▶ **EXTRACT TO READ**:

--------------------------------

The electrochemical degradation of a material, usually a metal, due to reactions with its environment or applied reagents. Corrosion may affect the color, texture, or form of the object. Corrosion is accelerated by the presence of acids, bases, halogen salts, as well as oxygen and moisture. Contact of two metals of differing electrochemical potentials can result in Galvanic corrosion. Copper, Nickel, Chromium, and Zinc are some of the more corrosion resistant metals and are often used as protective coatings for other metals.
Examples are corrosion are:
- Iron reacts with water and oxygen to form rust.
- Aluminum quickly oxidizes to form a protective oxide layer.
- Glass dissolves in alkaline solutions.
- Concrete is softened by sulfate solutions.
- Copper produces a stable patina in moist air.

--------------------------------

▶ **RECORDS FOR PROCESSING**:
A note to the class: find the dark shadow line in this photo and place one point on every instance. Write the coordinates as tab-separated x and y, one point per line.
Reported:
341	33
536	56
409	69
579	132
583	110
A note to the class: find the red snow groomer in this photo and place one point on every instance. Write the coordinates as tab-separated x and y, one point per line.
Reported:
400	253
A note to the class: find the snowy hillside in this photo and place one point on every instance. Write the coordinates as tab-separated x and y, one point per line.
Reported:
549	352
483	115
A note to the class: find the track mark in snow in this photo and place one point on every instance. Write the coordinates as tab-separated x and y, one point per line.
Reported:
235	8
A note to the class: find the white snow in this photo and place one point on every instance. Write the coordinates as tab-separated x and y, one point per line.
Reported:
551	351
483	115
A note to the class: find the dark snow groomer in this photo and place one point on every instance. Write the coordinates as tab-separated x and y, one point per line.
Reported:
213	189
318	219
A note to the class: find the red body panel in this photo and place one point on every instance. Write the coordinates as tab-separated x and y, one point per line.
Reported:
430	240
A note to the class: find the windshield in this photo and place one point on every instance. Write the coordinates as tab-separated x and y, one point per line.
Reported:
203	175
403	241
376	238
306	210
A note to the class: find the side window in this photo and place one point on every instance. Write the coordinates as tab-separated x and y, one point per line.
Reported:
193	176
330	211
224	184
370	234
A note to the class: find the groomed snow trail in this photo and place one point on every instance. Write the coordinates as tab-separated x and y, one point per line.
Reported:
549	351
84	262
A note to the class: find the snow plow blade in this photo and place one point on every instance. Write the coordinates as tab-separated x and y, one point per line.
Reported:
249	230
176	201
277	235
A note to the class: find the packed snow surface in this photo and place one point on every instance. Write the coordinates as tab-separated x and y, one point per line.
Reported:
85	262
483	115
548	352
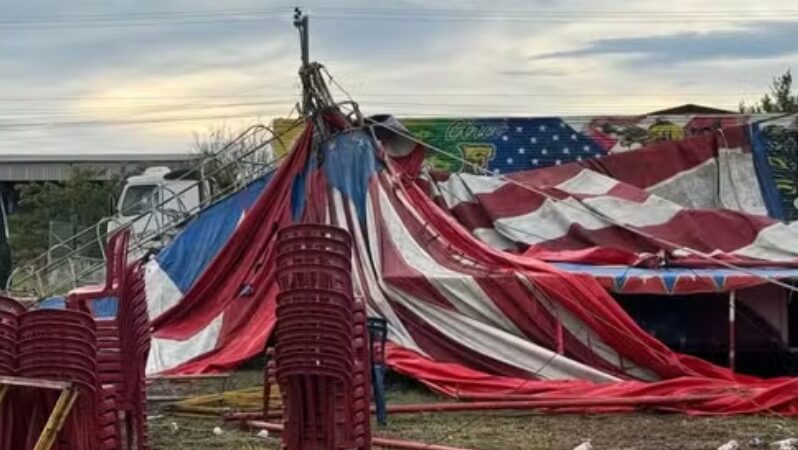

--------------------------------

▶ **WHAT THIS EXERCISE ASKS**:
(1) Collect every line of the listing that contains the string "dark", copying each line in full. Case counts.
(2) Extend the passage on corrosion, picking up right after its final line.

▶ **RESPONSES IN ORDER**:
(1)
A note to the class: find the dark shadow line in this photo and place one point on every instance. Write the coordinates as tab-separated x and y, one point per line.
A note to the class: find the dark snow groomer in this photo and place one point on every instance. Write the coordinates as tab-separated x and y, one point per line.

(2)
Materials that minimize corrosion include:
- Corrosion inhibitor: a liquid or solid corrosion resistant layer coated onto the susceptible surface (painting, plating, anodizing, etc.)
- Vapor phase corrosion inhibitor: a gas that provides a corrosion resistant layer on the susceptible surface
- Scavenger: a sorbent that removes pollutants and/or moisture and oxygen from the air
- Desiccant: a hygroscopic sorbent that removes moisture from the air
Synonyms and Related Terms
patina; oxidation; tarnish; rust; degradation; corrosive material; zinc pest; pitting; fouling; black spots
Resources and Citations
- J.Waite, "Architectural Metals: Their Deterioration and Stabilization" in Preservation and Conservation: Principles and Practice, S.Timmons (ed.), Preservation Press, Washington DC, 1976, p. 213.
- Wikipedia: Corrosion Accessed July 2023
- Richard S. Lewis, Hawley's Condensed Chemical Dictionary, Van Nostrand Reinhold, New York, 10th ed., 1993
- G.S.Brady, Materials Handbook, McGraw-Hill Book Co., New York, 1971 Comment: p. 290
- Ralph Mayer, A Dictionary of Art Terms and Techniques, Harper and Row Publishers, New York, 1969 (also 1945 printing)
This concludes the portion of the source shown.